SUPPLIED ENTRIES: Begin
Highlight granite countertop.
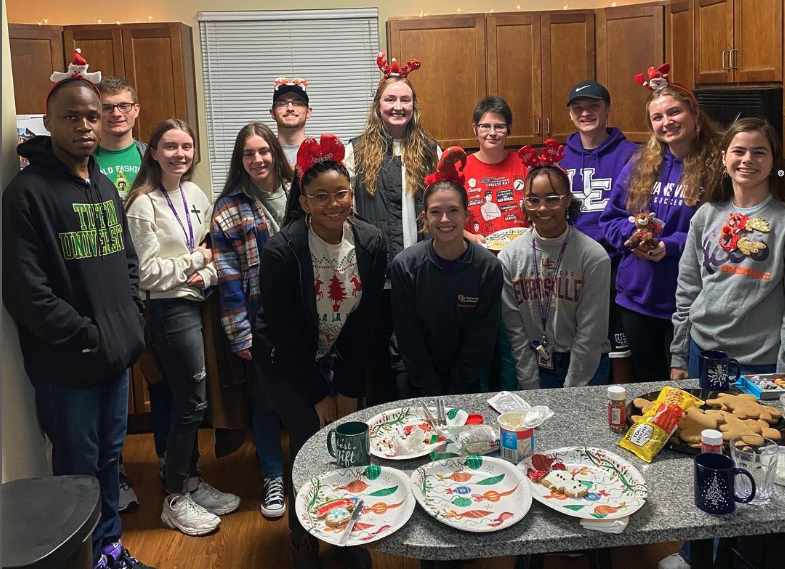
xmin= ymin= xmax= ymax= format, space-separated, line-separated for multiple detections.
xmin=292 ymin=380 xmax=785 ymax=560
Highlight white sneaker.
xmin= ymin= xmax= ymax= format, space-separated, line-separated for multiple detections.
xmin=659 ymin=553 xmax=690 ymax=569
xmin=190 ymin=480 xmax=240 ymax=515
xmin=261 ymin=476 xmax=286 ymax=518
xmin=118 ymin=465 xmax=139 ymax=512
xmin=161 ymin=494 xmax=220 ymax=536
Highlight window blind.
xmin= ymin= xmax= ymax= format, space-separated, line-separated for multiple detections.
xmin=198 ymin=9 xmax=380 ymax=198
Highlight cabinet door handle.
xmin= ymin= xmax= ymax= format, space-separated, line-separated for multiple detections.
xmin=545 ymin=118 xmax=551 ymax=135
xmin=721 ymin=50 xmax=729 ymax=70
xmin=730 ymin=48 xmax=738 ymax=69
xmin=535 ymin=118 xmax=541 ymax=135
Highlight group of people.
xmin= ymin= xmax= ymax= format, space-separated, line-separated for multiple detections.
xmin=3 ymin=47 xmax=784 ymax=569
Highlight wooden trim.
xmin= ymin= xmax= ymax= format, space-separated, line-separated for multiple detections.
xmin=699 ymin=0 xmax=726 ymax=6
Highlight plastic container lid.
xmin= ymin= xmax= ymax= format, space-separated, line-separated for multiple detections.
xmin=607 ymin=386 xmax=626 ymax=401
xmin=701 ymin=429 xmax=723 ymax=446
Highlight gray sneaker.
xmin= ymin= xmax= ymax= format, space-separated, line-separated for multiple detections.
xmin=190 ymin=480 xmax=240 ymax=515
xmin=161 ymin=494 xmax=220 ymax=536
xmin=118 ymin=465 xmax=139 ymax=512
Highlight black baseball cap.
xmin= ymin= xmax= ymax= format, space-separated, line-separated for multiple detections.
xmin=566 ymin=80 xmax=611 ymax=107
xmin=272 ymin=78 xmax=309 ymax=105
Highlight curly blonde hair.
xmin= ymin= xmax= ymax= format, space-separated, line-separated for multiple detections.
xmin=625 ymin=86 xmax=722 ymax=213
xmin=354 ymin=77 xmax=437 ymax=196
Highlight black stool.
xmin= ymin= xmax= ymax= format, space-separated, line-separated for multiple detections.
xmin=2 ymin=475 xmax=100 ymax=569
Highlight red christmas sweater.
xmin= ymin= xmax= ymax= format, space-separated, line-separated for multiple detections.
xmin=463 ymin=152 xmax=529 ymax=237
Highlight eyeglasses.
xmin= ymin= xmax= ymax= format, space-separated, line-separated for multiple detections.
xmin=523 ymin=194 xmax=570 ymax=209
xmin=101 ymin=102 xmax=136 ymax=114
xmin=476 ymin=123 xmax=508 ymax=134
xmin=273 ymin=100 xmax=308 ymax=109
xmin=304 ymin=189 xmax=352 ymax=207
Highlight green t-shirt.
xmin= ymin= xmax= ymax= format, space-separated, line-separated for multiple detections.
xmin=95 ymin=143 xmax=142 ymax=201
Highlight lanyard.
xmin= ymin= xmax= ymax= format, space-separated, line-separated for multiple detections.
xmin=160 ymin=184 xmax=195 ymax=253
xmin=531 ymin=228 xmax=570 ymax=341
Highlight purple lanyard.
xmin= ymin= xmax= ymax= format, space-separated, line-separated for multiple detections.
xmin=160 ymin=184 xmax=194 ymax=253
xmin=531 ymin=228 xmax=570 ymax=338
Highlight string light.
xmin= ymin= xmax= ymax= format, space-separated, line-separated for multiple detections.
xmin=42 ymin=18 xmax=48 ymax=24
xmin=97 ymin=19 xmax=102 ymax=24
xmin=563 ymin=4 xmax=569 ymax=9
xmin=516 ymin=4 xmax=522 ymax=10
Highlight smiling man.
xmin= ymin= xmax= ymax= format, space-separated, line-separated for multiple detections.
xmin=2 ymin=63 xmax=154 ymax=569
xmin=562 ymin=80 xmax=638 ymax=382
xmin=269 ymin=78 xmax=312 ymax=169
xmin=95 ymin=76 xmax=146 ymax=201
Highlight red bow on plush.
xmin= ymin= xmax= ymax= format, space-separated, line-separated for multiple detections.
xmin=634 ymin=62 xmax=695 ymax=100
xmin=517 ymin=139 xmax=566 ymax=168
xmin=377 ymin=50 xmax=421 ymax=81
xmin=424 ymin=146 xmax=467 ymax=187
xmin=296 ymin=134 xmax=346 ymax=183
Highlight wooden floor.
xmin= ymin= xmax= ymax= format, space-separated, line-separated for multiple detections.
xmin=120 ymin=429 xmax=681 ymax=569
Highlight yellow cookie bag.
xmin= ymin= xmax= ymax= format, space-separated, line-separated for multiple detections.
xmin=619 ymin=386 xmax=704 ymax=462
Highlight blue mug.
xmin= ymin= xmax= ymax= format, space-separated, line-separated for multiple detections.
xmin=694 ymin=453 xmax=756 ymax=514
xmin=699 ymin=350 xmax=740 ymax=391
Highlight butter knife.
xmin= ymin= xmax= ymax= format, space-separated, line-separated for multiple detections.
xmin=338 ymin=499 xmax=364 ymax=546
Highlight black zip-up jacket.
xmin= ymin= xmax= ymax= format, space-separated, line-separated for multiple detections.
xmin=252 ymin=215 xmax=387 ymax=405
xmin=3 ymin=136 xmax=145 ymax=387
xmin=390 ymin=238 xmax=503 ymax=395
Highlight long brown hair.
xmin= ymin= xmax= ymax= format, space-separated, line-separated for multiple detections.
xmin=353 ymin=77 xmax=437 ymax=196
xmin=125 ymin=119 xmax=197 ymax=210
xmin=217 ymin=122 xmax=292 ymax=203
xmin=705 ymin=117 xmax=785 ymax=204
xmin=625 ymin=86 xmax=722 ymax=213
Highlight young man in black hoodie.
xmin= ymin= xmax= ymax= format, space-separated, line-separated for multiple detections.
xmin=2 ymin=74 xmax=154 ymax=569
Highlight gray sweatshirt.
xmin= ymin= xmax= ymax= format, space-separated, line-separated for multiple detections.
xmin=499 ymin=227 xmax=611 ymax=389
xmin=671 ymin=199 xmax=785 ymax=370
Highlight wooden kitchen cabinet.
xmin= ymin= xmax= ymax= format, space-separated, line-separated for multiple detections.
xmin=596 ymin=3 xmax=665 ymax=142
xmin=8 ymin=24 xmax=65 ymax=115
xmin=63 ymin=23 xmax=199 ymax=145
xmin=695 ymin=0 xmax=782 ymax=84
xmin=666 ymin=0 xmax=695 ymax=90
xmin=387 ymin=15 xmax=487 ymax=148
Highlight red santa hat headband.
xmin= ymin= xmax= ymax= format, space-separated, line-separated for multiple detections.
xmin=518 ymin=139 xmax=567 ymax=173
xmin=45 ymin=49 xmax=102 ymax=113
xmin=296 ymin=134 xmax=346 ymax=185
xmin=377 ymin=51 xmax=421 ymax=83
xmin=634 ymin=62 xmax=696 ymax=101
xmin=424 ymin=147 xmax=468 ymax=188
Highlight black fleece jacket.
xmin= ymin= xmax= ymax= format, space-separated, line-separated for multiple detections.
xmin=252 ymin=215 xmax=387 ymax=405
xmin=3 ymin=136 xmax=145 ymax=387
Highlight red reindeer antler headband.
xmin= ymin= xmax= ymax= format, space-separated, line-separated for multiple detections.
xmin=425 ymin=147 xmax=468 ymax=188
xmin=377 ymin=51 xmax=421 ymax=82
xmin=518 ymin=139 xmax=567 ymax=171
xmin=296 ymin=134 xmax=346 ymax=184
xmin=634 ymin=62 xmax=696 ymax=100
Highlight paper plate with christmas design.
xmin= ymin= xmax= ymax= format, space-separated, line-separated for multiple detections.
xmin=410 ymin=455 xmax=531 ymax=533
xmin=295 ymin=465 xmax=416 ymax=547
xmin=367 ymin=406 xmax=469 ymax=460
xmin=518 ymin=447 xmax=648 ymax=520
xmin=484 ymin=228 xmax=527 ymax=251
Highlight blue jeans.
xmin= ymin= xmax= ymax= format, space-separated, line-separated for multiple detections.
xmin=148 ymin=298 xmax=207 ymax=495
xmin=687 ymin=338 xmax=776 ymax=378
xmin=34 ymin=371 xmax=129 ymax=564
xmin=246 ymin=361 xmax=284 ymax=479
xmin=539 ymin=353 xmax=611 ymax=389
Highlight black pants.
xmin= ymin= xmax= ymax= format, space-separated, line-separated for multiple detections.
xmin=619 ymin=305 xmax=673 ymax=383
xmin=368 ymin=288 xmax=395 ymax=405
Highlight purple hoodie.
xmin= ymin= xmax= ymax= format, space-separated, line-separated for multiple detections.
xmin=599 ymin=147 xmax=700 ymax=319
xmin=562 ymin=128 xmax=638 ymax=256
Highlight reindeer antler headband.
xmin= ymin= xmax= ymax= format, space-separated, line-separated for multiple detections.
xmin=424 ymin=147 xmax=468 ymax=188
xmin=377 ymin=51 xmax=421 ymax=83
xmin=634 ymin=62 xmax=696 ymax=100
xmin=518 ymin=139 xmax=567 ymax=172
xmin=296 ymin=134 xmax=346 ymax=184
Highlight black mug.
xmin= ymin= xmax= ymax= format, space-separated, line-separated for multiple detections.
xmin=694 ymin=452 xmax=756 ymax=514
xmin=699 ymin=350 xmax=741 ymax=391
xmin=327 ymin=421 xmax=371 ymax=468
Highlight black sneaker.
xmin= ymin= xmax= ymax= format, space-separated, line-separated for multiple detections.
xmin=289 ymin=532 xmax=322 ymax=569
xmin=102 ymin=541 xmax=157 ymax=569
xmin=339 ymin=546 xmax=372 ymax=569
xmin=262 ymin=476 xmax=286 ymax=518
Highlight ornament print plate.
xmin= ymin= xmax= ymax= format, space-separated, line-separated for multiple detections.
xmin=367 ymin=406 xmax=469 ymax=460
xmin=484 ymin=228 xmax=527 ymax=252
xmin=411 ymin=455 xmax=531 ymax=533
xmin=295 ymin=465 xmax=415 ymax=547
xmin=519 ymin=447 xmax=648 ymax=520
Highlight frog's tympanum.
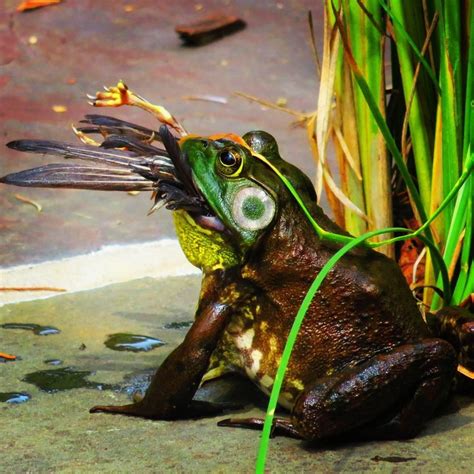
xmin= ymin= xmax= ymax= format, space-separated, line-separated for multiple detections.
xmin=1 ymin=84 xmax=470 ymax=442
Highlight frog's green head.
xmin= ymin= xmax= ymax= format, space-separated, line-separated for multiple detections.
xmin=179 ymin=130 xmax=317 ymax=254
xmin=1 ymin=123 xmax=316 ymax=266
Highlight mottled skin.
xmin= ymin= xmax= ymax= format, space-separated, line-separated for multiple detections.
xmin=89 ymin=131 xmax=457 ymax=441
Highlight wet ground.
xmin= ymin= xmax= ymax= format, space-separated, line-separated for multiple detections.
xmin=0 ymin=0 xmax=319 ymax=266
xmin=1 ymin=1 xmax=473 ymax=472
xmin=1 ymin=277 xmax=473 ymax=473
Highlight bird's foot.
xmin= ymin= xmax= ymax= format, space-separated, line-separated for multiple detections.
xmin=88 ymin=80 xmax=187 ymax=136
xmin=89 ymin=80 xmax=132 ymax=108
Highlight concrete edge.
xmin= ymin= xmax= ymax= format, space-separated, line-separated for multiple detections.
xmin=0 ymin=239 xmax=199 ymax=307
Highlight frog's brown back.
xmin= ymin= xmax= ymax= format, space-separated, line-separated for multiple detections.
xmin=241 ymin=197 xmax=430 ymax=384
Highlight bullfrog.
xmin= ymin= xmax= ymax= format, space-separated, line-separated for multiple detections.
xmin=0 ymin=85 xmax=465 ymax=441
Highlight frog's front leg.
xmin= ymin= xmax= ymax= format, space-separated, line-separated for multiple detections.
xmin=220 ymin=339 xmax=456 ymax=441
xmin=90 ymin=300 xmax=232 ymax=420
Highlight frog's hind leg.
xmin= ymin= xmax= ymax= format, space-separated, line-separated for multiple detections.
xmin=293 ymin=339 xmax=456 ymax=442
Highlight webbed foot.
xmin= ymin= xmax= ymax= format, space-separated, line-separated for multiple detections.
xmin=218 ymin=417 xmax=302 ymax=439
xmin=90 ymin=399 xmax=242 ymax=420
xmin=89 ymin=401 xmax=158 ymax=418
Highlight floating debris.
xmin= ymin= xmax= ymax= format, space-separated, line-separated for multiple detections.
xmin=0 ymin=392 xmax=31 ymax=404
xmin=17 ymin=0 xmax=63 ymax=12
xmin=114 ymin=311 xmax=157 ymax=319
xmin=371 ymin=456 xmax=417 ymax=463
xmin=0 ymin=323 xmax=60 ymax=336
xmin=44 ymin=359 xmax=63 ymax=366
xmin=52 ymin=105 xmax=68 ymax=113
xmin=0 ymin=286 xmax=66 ymax=292
xmin=23 ymin=367 xmax=114 ymax=393
xmin=163 ymin=321 xmax=193 ymax=330
xmin=0 ymin=352 xmax=16 ymax=362
xmin=175 ymin=14 xmax=246 ymax=46
xmin=183 ymin=94 xmax=228 ymax=104
xmin=104 ymin=333 xmax=165 ymax=352
xmin=14 ymin=193 xmax=42 ymax=212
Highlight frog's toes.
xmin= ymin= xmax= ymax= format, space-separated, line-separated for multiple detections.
xmin=88 ymin=80 xmax=131 ymax=108
xmin=217 ymin=416 xmax=301 ymax=439
xmin=89 ymin=402 xmax=147 ymax=417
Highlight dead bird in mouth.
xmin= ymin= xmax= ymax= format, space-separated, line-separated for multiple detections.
xmin=2 ymin=116 xmax=225 ymax=232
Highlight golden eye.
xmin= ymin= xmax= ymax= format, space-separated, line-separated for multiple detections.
xmin=217 ymin=148 xmax=243 ymax=177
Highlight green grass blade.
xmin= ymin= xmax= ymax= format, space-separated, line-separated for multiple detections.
xmin=381 ymin=0 xmax=441 ymax=94
xmin=255 ymin=226 xmax=409 ymax=473
xmin=435 ymin=0 xmax=463 ymax=224
xmin=333 ymin=3 xmax=432 ymax=228
xmin=343 ymin=0 xmax=393 ymax=249
xmin=388 ymin=0 xmax=436 ymax=214
xmin=452 ymin=175 xmax=472 ymax=303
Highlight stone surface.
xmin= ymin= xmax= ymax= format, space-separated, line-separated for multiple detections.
xmin=1 ymin=277 xmax=473 ymax=473
xmin=0 ymin=0 xmax=321 ymax=267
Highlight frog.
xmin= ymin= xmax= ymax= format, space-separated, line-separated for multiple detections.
xmin=0 ymin=83 xmax=465 ymax=441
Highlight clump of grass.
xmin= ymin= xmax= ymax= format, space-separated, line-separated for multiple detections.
xmin=312 ymin=0 xmax=473 ymax=311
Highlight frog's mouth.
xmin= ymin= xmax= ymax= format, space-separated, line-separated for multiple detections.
xmin=0 ymin=115 xmax=225 ymax=232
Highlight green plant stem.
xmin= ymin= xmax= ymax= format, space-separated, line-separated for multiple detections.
xmin=435 ymin=0 xmax=463 ymax=224
xmin=380 ymin=0 xmax=440 ymax=93
xmin=254 ymin=147 xmax=470 ymax=302
xmin=255 ymin=226 xmax=408 ymax=474
xmin=332 ymin=2 xmax=432 ymax=235
xmin=388 ymin=1 xmax=434 ymax=215
xmin=253 ymin=149 xmax=474 ymax=472
xmin=452 ymin=175 xmax=472 ymax=303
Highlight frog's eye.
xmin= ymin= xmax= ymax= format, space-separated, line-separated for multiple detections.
xmin=232 ymin=186 xmax=276 ymax=231
xmin=217 ymin=148 xmax=243 ymax=177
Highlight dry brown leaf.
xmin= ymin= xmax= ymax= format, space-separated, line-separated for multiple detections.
xmin=0 ymin=287 xmax=66 ymax=292
xmin=0 ymin=352 xmax=16 ymax=360
xmin=52 ymin=104 xmax=67 ymax=113
xmin=17 ymin=0 xmax=62 ymax=12
xmin=332 ymin=126 xmax=362 ymax=180
xmin=323 ymin=168 xmax=369 ymax=222
xmin=182 ymin=95 xmax=228 ymax=104
xmin=235 ymin=91 xmax=307 ymax=119
xmin=315 ymin=1 xmax=340 ymax=200
xmin=14 ymin=193 xmax=42 ymax=212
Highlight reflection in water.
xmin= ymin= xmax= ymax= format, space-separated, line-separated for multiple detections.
xmin=0 ymin=392 xmax=31 ymax=404
xmin=1 ymin=323 xmax=60 ymax=336
xmin=104 ymin=333 xmax=165 ymax=352
xmin=23 ymin=367 xmax=116 ymax=393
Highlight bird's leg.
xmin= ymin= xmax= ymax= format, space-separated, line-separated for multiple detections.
xmin=71 ymin=125 xmax=101 ymax=146
xmin=89 ymin=81 xmax=187 ymax=136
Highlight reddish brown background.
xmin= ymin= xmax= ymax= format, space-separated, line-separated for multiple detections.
xmin=0 ymin=0 xmax=322 ymax=266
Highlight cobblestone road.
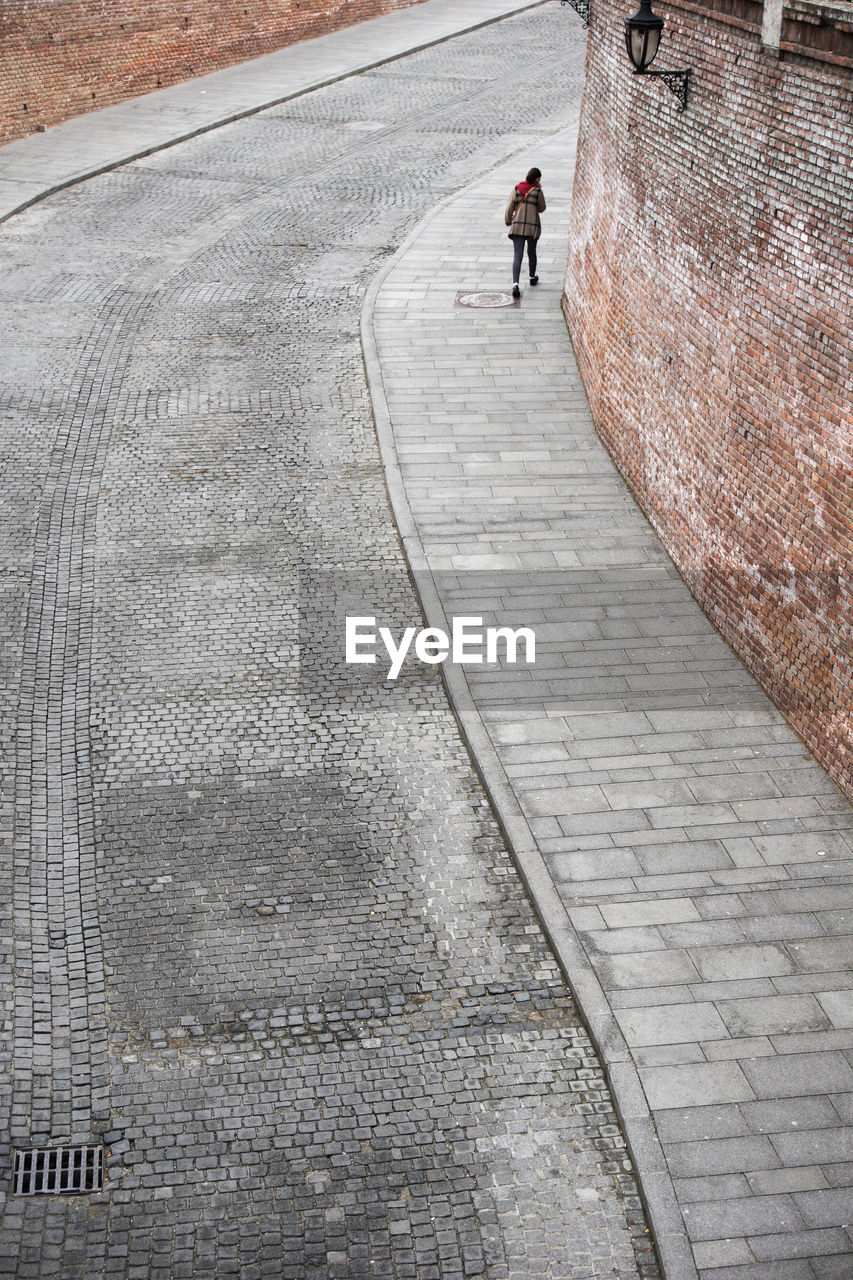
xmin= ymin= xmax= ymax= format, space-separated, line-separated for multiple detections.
xmin=0 ymin=9 xmax=661 ymax=1277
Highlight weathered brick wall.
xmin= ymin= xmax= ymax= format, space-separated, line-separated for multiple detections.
xmin=565 ymin=0 xmax=853 ymax=796
xmin=0 ymin=0 xmax=426 ymax=143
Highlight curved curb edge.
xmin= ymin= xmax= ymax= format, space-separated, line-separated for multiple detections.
xmin=360 ymin=166 xmax=699 ymax=1280
xmin=0 ymin=0 xmax=550 ymax=227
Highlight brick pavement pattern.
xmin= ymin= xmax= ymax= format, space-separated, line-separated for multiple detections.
xmin=365 ymin=102 xmax=853 ymax=1280
xmin=0 ymin=7 xmax=661 ymax=1278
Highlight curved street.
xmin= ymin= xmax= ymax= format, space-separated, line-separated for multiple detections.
xmin=0 ymin=7 xmax=661 ymax=1278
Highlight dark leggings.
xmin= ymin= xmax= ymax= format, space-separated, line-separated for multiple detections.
xmin=511 ymin=235 xmax=537 ymax=282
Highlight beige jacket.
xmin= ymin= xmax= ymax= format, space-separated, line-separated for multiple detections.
xmin=505 ymin=184 xmax=546 ymax=239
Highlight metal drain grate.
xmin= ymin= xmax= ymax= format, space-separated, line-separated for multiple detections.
xmin=12 ymin=1145 xmax=103 ymax=1196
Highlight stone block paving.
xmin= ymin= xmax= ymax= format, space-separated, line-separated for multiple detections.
xmin=365 ymin=113 xmax=853 ymax=1277
xmin=0 ymin=0 xmax=552 ymax=223
xmin=0 ymin=6 xmax=662 ymax=1278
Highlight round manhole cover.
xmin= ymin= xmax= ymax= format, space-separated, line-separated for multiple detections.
xmin=456 ymin=291 xmax=518 ymax=309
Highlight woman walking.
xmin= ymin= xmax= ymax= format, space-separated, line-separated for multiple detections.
xmin=505 ymin=167 xmax=546 ymax=298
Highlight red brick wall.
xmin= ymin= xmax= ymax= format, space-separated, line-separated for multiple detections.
xmin=565 ymin=0 xmax=853 ymax=797
xmin=0 ymin=0 xmax=426 ymax=143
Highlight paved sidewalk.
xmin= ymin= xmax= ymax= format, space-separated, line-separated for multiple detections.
xmin=0 ymin=0 xmax=548 ymax=223
xmin=363 ymin=132 xmax=853 ymax=1277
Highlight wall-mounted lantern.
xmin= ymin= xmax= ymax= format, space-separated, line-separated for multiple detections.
xmin=624 ymin=0 xmax=691 ymax=111
xmin=561 ymin=0 xmax=590 ymax=31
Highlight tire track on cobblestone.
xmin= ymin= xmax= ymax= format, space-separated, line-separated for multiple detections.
xmin=11 ymin=292 xmax=149 ymax=1145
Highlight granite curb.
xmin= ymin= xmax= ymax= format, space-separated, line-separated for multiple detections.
xmin=360 ymin=166 xmax=697 ymax=1280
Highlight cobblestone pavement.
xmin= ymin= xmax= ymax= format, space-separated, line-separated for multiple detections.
xmin=0 ymin=0 xmax=548 ymax=224
xmin=365 ymin=116 xmax=853 ymax=1278
xmin=0 ymin=8 xmax=662 ymax=1278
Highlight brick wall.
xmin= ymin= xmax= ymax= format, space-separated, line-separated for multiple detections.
xmin=565 ymin=0 xmax=853 ymax=796
xmin=0 ymin=0 xmax=426 ymax=143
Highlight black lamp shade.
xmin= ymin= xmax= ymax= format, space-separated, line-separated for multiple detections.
xmin=625 ymin=0 xmax=664 ymax=71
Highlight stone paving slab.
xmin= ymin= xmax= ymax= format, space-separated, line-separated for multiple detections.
xmin=0 ymin=0 xmax=548 ymax=224
xmin=363 ymin=118 xmax=853 ymax=1278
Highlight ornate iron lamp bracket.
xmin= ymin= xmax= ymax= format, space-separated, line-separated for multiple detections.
xmin=561 ymin=0 xmax=590 ymax=29
xmin=639 ymin=66 xmax=691 ymax=111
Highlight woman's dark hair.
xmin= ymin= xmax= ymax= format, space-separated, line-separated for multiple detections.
xmin=526 ymin=167 xmax=542 ymax=184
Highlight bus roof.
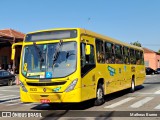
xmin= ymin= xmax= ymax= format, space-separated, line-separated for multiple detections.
xmin=78 ymin=28 xmax=143 ymax=51
xmin=27 ymin=28 xmax=143 ymax=51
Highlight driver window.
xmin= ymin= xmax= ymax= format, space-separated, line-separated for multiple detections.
xmin=80 ymin=43 xmax=95 ymax=67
SUPPLIED ENTRIES: End
**EXERCISE DESCRIPTION**
Filter the records above and copy every line that contains the word "blue".

**RESPONSE BOX**
Highlight blue mug.
Highlight blue jeans.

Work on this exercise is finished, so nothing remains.